- Exercise aim
Please render the lines below as a JSON list of strings, one string per line, with blank lines and the pictures left out.

--- begin ---

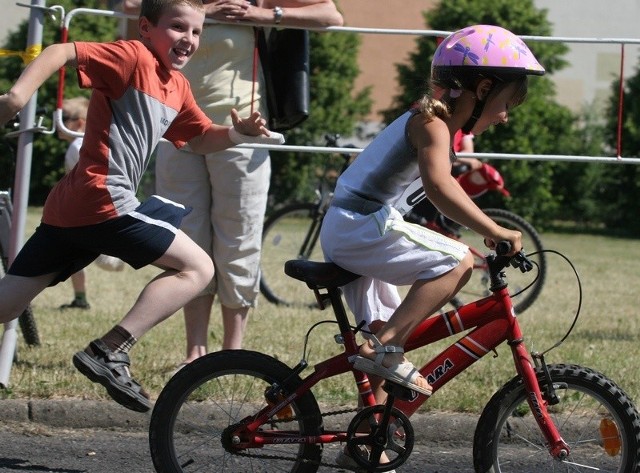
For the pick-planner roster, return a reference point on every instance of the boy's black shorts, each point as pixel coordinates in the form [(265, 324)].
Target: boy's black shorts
[(138, 238)]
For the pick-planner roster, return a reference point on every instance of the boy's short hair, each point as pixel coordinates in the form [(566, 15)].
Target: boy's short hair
[(75, 107), (153, 9)]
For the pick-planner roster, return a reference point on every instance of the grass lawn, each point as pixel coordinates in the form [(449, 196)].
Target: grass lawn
[(605, 337)]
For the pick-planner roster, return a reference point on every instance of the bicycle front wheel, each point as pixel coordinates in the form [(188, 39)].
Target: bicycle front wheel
[(290, 233), (594, 416), (478, 285), (189, 427)]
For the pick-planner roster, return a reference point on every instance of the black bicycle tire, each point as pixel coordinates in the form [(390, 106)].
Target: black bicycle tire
[(213, 368), (26, 320), (512, 398), (529, 233), (28, 327), (273, 280)]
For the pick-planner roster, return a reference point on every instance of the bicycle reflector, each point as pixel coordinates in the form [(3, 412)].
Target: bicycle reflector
[(610, 437)]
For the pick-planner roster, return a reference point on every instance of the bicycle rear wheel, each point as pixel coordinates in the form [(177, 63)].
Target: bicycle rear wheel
[(290, 233), (478, 285), (189, 427), (594, 416)]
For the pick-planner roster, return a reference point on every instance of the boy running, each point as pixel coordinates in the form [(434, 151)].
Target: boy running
[(139, 96)]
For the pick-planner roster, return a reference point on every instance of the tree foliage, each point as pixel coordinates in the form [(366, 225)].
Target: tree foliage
[(48, 150), (335, 108), (618, 187), (539, 126)]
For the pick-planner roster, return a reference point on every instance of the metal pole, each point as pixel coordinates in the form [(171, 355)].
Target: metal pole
[(21, 187)]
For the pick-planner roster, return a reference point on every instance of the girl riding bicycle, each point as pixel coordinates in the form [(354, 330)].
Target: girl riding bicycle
[(477, 75)]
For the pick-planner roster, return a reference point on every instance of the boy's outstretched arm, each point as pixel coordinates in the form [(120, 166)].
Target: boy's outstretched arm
[(35, 74), (244, 130)]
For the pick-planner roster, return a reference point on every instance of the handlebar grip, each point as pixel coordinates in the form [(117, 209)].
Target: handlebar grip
[(503, 247)]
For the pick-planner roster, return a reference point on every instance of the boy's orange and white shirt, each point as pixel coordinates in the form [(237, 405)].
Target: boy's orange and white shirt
[(135, 102)]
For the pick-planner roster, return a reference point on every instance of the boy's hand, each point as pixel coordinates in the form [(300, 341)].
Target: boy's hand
[(253, 125)]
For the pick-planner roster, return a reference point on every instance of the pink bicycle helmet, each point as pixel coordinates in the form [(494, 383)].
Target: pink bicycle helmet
[(487, 50), (481, 51)]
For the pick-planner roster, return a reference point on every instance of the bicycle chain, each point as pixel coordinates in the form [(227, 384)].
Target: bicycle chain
[(292, 459)]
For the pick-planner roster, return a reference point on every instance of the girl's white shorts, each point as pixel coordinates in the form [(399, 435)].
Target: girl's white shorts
[(387, 252)]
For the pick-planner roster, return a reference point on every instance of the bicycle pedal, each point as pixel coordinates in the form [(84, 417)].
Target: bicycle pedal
[(398, 391)]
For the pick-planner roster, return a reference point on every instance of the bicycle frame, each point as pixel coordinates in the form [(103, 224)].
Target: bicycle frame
[(488, 321)]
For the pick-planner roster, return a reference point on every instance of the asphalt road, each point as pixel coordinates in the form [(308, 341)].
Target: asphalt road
[(37, 448), (75, 436)]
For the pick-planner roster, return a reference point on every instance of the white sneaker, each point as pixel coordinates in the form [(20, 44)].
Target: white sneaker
[(344, 460)]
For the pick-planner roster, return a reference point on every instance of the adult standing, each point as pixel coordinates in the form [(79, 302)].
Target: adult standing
[(228, 190)]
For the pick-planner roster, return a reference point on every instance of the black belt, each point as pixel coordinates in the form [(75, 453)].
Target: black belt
[(361, 206)]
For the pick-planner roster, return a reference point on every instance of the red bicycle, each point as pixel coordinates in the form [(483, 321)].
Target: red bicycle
[(246, 411)]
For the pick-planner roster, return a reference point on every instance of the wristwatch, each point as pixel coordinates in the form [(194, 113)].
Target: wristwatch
[(277, 15)]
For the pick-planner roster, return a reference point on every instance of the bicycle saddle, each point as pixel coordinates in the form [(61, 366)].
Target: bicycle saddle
[(319, 275)]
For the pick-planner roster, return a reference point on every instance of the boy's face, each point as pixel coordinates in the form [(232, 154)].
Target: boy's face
[(176, 36)]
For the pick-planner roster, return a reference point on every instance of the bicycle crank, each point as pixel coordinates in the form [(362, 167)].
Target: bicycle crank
[(380, 438)]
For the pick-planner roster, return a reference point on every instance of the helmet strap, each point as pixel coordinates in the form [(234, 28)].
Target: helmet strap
[(475, 115), (477, 110)]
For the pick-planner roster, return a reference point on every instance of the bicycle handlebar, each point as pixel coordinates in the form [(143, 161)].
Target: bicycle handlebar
[(500, 261)]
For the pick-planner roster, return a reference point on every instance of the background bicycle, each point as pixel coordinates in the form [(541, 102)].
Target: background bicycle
[(246, 411), (292, 232)]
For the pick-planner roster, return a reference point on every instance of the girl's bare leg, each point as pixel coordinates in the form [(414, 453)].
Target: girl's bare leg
[(423, 299)]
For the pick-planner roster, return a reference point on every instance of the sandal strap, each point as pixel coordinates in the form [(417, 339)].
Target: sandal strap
[(382, 350), (117, 358)]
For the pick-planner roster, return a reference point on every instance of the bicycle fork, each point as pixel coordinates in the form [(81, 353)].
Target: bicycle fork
[(557, 447)]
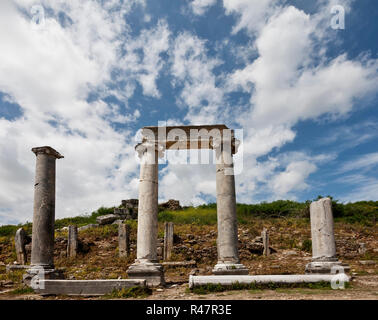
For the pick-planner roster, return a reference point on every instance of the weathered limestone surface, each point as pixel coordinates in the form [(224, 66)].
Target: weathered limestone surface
[(265, 238), (106, 219), (88, 226), (227, 242), (228, 280), (73, 243), (146, 265), (178, 264), (168, 240), (123, 240), (323, 239), (85, 287), (42, 256), (19, 242)]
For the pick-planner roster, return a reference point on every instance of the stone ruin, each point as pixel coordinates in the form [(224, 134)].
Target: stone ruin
[(146, 269)]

--- end ---

- Exercise answer
[
  "For the pick-planner roster, return a reference point on every instance of the boy's black shorts, each point as pixel coordinates in the form [(265, 324)].",
  "Target: boy's black shorts",
  "[(138, 238)]",
  "For the pick-planner roster, return a reference point on every instance of the boy's short hair, each point as pixel coordinates in the form [(566, 15)].",
  "Target: boy's short hair",
  "[(75, 107), (153, 9)]",
  "For the pick-planner roster, return a reference point on every instance of the grass lawn, each point as pixel coordinates in the form [(449, 196)].",
  "Target: grass lawn",
  "[(605, 337)]",
  "For the pick-planner roster, return a reference point on every instance of the bicycle front wheel, each point as pixel coordinates in the form [(188, 39)].",
  "Target: bicycle front wheel",
  "[(290, 233), (594, 416), (478, 285), (189, 427)]",
  "For the pick-planner roster, return a reference point on every instance of the black bicycle tire, each point as pixel coordinates in the form [(390, 106)].",
  "Target: black bicycle tire",
  "[(213, 368), (26, 320), (512, 398), (529, 233), (28, 327), (273, 280)]",
  "For the pick-planner roster, return a reference point on every instance of the bicycle reflector, each point as pixel coordinates in the form [(3, 412)].",
  "Target: bicycle reflector",
  "[(610, 437)]",
  "For the pick-planner roster, return a reference point on every instance of the bicycle rear wheel, each point as pixel coordinates in the form [(177, 63)].",
  "Target: bicycle rear wheel",
  "[(290, 233), (478, 285), (189, 427), (594, 416)]",
  "For the pick-planner roster, return a reference point on every instance of the boy running, each point as pixel coordinates in the form [(434, 151)].",
  "Target: boy running",
  "[(139, 96)]",
  "For the pick-planner roster, return a reference point on every instance of the tree foliage, each point as pixel coordinates in the form [(366, 225)].",
  "Target: tree foliage",
  "[(48, 150), (335, 108), (618, 187), (539, 126)]",
  "For the pick-planner roster, return a reference point on every instance of the metal pole, each point as pixel coordinates in the form [(171, 355)].",
  "Target: metal pole",
  "[(21, 187)]",
  "For the pick-planner roster, return a reference point on every instance of the girl riding bicycle, each point as pixel coordinates in the form [(354, 330)].",
  "Target: girl riding bicycle",
  "[(477, 75)]",
  "For the pick-planner roster, return a reference point on every instance of the boy's outstretched arm, each point as pixel coordinates in the form [(120, 166)].",
  "Target: boy's outstretched arm",
  "[(35, 74), (244, 130)]",
  "For the pick-planner roster, return a reference point on every instance of the handlebar grip, each point as pixel coordinates in the form [(117, 209)].",
  "Target: handlebar grip",
  "[(503, 247)]",
  "For the pick-planner roster, return a reference point on every instance of the boy's orange and white shirt, each point as pixel coordinates in the form [(237, 405)].",
  "Target: boy's orange and white shirt",
  "[(135, 102)]",
  "For the pick-planner roster, return a reference point on every instance of the boy's hand, each point as pixel coordinates in the form [(300, 341)].",
  "Target: boy's hand",
  "[(253, 125)]",
  "For the pick-planner roster, return a reference point on every instance of the pink bicycle helmet, each point as pixel coordinates in the form [(494, 383)].",
  "Target: pink bicycle helmet",
  "[(487, 50), (481, 51)]",
  "For the pick-planner roster, return a reference point on every instance of the bicycle chain, each point as pixel coordinates in the form [(227, 384)].",
  "Target: bicycle chain",
  "[(292, 459)]",
  "For the pick-planner roster, return a reference point on every instance of the girl's white shorts, each point as pixel coordinates in the form [(399, 435)].",
  "Target: girl's white shorts",
  "[(387, 252)]",
  "For the pick-planner roster, return a reference point on every instance of the bicycle pedal, each point as pixel coordinates in the form [(84, 417)].",
  "Target: bicycle pedal",
  "[(398, 391)]",
  "For the pick-planner roster, return a reference point on every instance of the bicycle frame, each point as pixel coordinates in the form [(103, 224)].",
  "Target: bicycle frame",
  "[(488, 321)]",
  "For the pick-planner roster, return a reference point on every instance of the asphalt road, each point as pixel coordinates in the form [(308, 341)].",
  "Target: asphalt road",
  "[(37, 448), (75, 436)]",
  "For the pick-planner roster, return a reference point on every instance of the white sneaker, each point as pixel coordinates in the form [(20, 44)].",
  "Target: white sneaker",
  "[(344, 460)]",
  "For the pick-planner roster, return a reference point on every instance of the adult standing, each point as pixel coordinates in the form [(79, 302)].",
  "Target: adult standing",
  "[(228, 190)]",
  "For the pick-planner roster, return a reference point on every instance of the black belt, each point as pixel coordinates in the form [(75, 453)].",
  "Target: black belt",
  "[(361, 206)]",
  "For the pick-planner roster, return a reference point on every instance of the red bicycle, each point as pixel coordinates in the form [(483, 321)].",
  "Target: red bicycle",
  "[(246, 411)]",
  "For the pick-planner roster, return a reference point on every instance of the wristwatch, each point as pixel coordinates in the form [(194, 113)].",
  "Target: wristwatch",
  "[(277, 15)]",
  "For the pick-planner roster, return a reference point on every instance of the bicycle saddle, each point as pixel coordinates in the form [(61, 366)].",
  "Target: bicycle saddle",
  "[(319, 275)]",
  "For the pick-planner roster, return a reference point on every instance of the boy's face, each point as pixel coordinates in the form [(232, 154)].",
  "Target: boy's face",
  "[(176, 36)]",
  "For the pick-planner roster, return a reference point on every instance of the bicycle crank, each point as pixel coordinates in the form [(362, 167)].",
  "Target: bicycle crank",
  "[(380, 438)]",
  "For the pick-planner roster, return a reference point on every instance of the helmet strap, each point as pixel coordinates in the form [(234, 28)].",
  "Target: helmet strap",
  "[(475, 115), (477, 110)]",
  "For the pick-planner roster, return a reference point on every instance of the bicycle handlebar, each point as pixel coordinates in the form [(143, 161)].",
  "Target: bicycle handlebar",
  "[(500, 261)]",
  "For the pick-planner roster, return a reference point on every instance of the background bicycle, each point as pixel coordinates in the form [(541, 102)].",
  "Target: background bicycle",
  "[(246, 411), (292, 232)]",
  "For the pick-planner roster, return a reference point on every instance of the girl's bare leg, each point as pixel coordinates in the form [(414, 453)].",
  "Target: girl's bare leg",
  "[(423, 299)]",
  "For the pick-planner roster, return a reference point on every instance of the sandal strap, each point as pixel coordinates in the form [(417, 339)].",
  "Target: sandal strap",
  "[(382, 350), (117, 358)]",
  "For the pick-planner roster, return a reference point on every instance of the bicycle fork, each point as pixel coordinates in the form [(81, 353)].",
  "Target: bicycle fork",
  "[(557, 447)]",
  "For the pick-planner roster, return a reference point on every instance of the weathered limestone surface, each point as pixel coordinates in the form [(224, 66)].",
  "Target: weathered limestone surface",
  "[(265, 238), (106, 219), (88, 226), (227, 242), (228, 280), (73, 243), (146, 265), (178, 264), (168, 240), (123, 240), (323, 239), (85, 287), (42, 256), (19, 242)]",
  "For the pick-planner roster, return a reference point on every instance of the stone ruin, each point as pixel coordinates in the form [(224, 134)].",
  "Target: stone ruin",
  "[(146, 269)]"
]